(begin)
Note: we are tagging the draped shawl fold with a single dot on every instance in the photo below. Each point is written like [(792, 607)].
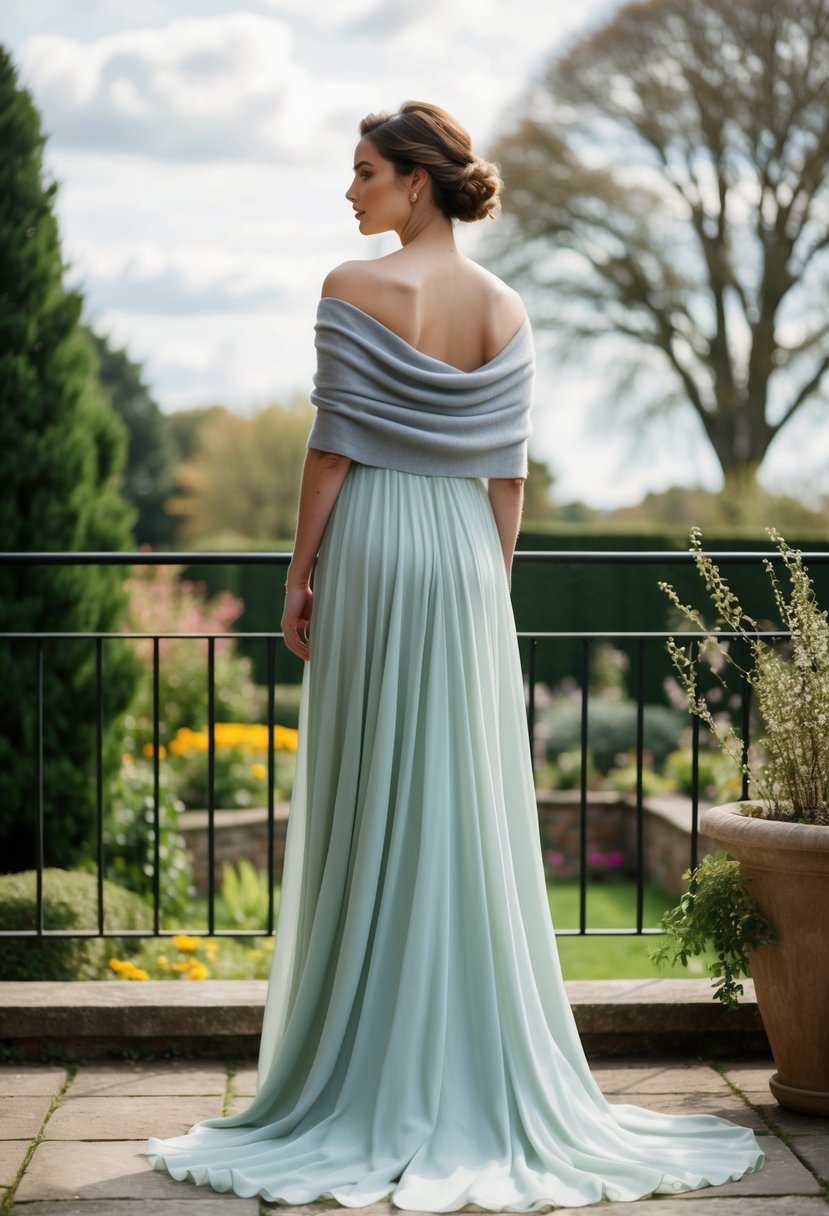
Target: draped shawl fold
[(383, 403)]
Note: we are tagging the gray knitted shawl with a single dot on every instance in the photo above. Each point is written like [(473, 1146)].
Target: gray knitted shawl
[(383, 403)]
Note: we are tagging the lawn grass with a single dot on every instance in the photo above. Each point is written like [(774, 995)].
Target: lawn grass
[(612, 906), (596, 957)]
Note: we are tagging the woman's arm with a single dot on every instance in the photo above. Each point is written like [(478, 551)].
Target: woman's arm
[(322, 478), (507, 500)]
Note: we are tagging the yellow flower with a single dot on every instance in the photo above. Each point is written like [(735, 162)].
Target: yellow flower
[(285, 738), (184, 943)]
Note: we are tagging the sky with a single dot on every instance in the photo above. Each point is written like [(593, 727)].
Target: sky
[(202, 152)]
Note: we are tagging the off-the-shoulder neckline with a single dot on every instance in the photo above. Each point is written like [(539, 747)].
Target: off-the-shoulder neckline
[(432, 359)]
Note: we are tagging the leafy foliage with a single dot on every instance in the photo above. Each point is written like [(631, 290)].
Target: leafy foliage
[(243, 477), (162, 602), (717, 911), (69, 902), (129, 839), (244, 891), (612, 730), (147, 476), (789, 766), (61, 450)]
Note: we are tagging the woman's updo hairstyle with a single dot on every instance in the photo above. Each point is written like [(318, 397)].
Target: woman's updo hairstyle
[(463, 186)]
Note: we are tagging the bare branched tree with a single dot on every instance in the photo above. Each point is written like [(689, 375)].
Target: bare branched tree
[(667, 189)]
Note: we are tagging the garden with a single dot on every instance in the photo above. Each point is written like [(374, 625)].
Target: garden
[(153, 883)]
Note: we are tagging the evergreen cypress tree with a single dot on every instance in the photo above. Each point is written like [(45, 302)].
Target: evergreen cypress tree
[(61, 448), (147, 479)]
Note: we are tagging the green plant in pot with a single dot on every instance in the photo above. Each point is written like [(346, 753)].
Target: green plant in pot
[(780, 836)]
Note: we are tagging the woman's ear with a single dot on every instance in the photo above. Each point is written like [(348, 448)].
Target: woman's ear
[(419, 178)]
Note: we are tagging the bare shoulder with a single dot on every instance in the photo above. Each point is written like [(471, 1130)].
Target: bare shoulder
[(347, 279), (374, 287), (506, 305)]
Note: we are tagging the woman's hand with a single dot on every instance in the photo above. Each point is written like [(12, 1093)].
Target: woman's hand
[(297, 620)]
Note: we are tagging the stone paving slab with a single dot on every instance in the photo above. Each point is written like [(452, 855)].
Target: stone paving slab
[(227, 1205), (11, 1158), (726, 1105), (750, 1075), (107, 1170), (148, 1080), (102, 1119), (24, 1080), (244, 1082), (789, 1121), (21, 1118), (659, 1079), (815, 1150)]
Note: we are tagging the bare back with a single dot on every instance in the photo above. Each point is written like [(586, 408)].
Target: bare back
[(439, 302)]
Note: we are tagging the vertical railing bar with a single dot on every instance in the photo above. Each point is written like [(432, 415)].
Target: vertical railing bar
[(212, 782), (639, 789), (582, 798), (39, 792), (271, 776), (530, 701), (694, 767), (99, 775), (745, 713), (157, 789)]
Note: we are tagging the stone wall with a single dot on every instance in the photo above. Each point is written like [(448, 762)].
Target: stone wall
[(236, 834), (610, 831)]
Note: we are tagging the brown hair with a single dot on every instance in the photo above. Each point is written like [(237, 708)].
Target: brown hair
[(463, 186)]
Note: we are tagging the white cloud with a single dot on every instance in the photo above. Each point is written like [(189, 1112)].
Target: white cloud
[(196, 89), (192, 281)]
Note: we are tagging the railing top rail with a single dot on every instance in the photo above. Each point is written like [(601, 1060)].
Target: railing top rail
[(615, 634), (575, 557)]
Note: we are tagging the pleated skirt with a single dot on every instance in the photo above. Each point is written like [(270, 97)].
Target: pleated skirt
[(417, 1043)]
(end)
(begin)
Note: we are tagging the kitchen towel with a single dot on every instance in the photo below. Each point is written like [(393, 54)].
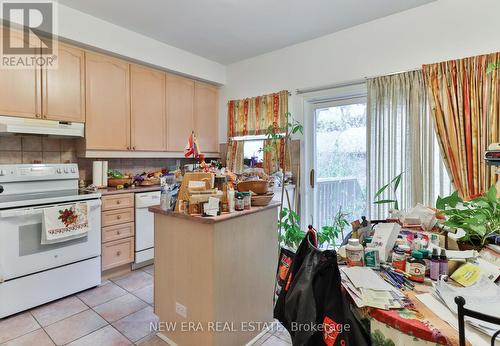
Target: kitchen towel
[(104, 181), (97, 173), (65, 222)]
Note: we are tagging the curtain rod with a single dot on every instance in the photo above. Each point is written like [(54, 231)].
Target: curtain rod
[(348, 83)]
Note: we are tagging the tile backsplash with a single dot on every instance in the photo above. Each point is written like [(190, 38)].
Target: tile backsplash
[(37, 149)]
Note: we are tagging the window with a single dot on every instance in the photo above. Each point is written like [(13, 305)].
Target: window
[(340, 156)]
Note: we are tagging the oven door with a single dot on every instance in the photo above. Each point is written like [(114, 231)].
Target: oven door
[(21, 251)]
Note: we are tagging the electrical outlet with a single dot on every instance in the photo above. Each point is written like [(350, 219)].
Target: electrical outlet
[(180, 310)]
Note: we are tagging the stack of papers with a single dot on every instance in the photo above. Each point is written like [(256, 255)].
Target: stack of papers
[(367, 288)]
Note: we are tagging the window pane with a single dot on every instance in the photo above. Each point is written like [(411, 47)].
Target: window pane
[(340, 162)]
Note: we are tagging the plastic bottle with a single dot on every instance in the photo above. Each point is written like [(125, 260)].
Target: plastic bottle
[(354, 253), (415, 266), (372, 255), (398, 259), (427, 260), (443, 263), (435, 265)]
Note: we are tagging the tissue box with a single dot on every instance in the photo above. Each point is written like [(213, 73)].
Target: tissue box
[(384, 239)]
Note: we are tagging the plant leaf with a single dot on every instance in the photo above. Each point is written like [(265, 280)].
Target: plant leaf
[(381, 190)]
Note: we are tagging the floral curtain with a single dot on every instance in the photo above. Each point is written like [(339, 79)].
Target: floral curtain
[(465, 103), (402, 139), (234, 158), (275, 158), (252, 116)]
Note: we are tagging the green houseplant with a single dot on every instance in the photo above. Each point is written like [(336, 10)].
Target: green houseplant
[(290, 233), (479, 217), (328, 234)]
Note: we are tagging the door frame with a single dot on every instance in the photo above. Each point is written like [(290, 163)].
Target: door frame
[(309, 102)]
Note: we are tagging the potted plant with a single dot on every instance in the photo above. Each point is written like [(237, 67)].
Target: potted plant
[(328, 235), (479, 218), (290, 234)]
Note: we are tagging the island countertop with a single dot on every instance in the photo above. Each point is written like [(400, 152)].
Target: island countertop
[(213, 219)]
(end)
(begin)
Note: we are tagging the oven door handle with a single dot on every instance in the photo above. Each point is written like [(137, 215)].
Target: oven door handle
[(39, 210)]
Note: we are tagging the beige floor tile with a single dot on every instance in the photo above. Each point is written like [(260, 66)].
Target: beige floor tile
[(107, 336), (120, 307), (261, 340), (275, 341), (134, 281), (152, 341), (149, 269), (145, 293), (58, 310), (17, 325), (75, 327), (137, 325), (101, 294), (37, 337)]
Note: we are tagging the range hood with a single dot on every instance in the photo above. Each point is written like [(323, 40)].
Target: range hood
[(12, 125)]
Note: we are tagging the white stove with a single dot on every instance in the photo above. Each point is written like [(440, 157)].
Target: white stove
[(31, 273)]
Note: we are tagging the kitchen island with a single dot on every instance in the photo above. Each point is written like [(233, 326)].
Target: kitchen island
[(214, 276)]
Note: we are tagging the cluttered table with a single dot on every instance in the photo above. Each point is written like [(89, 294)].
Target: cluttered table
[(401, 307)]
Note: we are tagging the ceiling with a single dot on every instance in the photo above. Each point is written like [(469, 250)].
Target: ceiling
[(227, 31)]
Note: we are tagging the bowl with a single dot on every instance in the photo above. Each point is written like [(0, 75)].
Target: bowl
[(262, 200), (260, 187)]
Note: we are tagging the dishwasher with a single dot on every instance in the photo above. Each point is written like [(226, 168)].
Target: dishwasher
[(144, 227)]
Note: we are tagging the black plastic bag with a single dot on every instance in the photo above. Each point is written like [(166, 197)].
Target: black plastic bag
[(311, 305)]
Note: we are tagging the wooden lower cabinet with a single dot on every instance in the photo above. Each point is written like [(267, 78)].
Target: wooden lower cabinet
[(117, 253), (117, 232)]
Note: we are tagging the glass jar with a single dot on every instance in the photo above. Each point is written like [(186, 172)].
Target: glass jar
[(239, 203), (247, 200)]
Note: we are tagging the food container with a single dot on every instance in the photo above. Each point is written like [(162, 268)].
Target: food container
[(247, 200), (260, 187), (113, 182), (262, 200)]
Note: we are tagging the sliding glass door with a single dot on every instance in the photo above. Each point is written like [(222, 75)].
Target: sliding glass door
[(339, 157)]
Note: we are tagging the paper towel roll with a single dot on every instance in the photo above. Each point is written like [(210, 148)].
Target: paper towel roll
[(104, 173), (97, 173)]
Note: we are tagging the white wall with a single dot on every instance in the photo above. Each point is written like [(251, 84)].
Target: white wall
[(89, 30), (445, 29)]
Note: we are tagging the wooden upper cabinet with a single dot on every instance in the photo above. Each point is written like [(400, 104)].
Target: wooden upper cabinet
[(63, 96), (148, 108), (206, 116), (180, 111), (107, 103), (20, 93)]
(end)
### Exercise task
Copy out word for word the lines from the one containing "Note: we are tagging the white cloud" through the one containing "[(417, 1043)]", including both of those lines.

### Finished task
Note: we are tagging the white cloud with a single dot on every instance in the photo above. Each point is written like [(189, 1112)].
Target: white cloud
[(196, 89), (192, 281)]
Note: we are tagging the railing top rail with a single dot on every instance in the photo above. Each point is written like [(601, 1060)].
Target: railing top rail
[(615, 634), (575, 557)]
Note: we are tagging the pleated skirt with a single dot on every instance in the photo above. Each point is written like [(270, 97)].
Target: pleated skirt
[(417, 1043)]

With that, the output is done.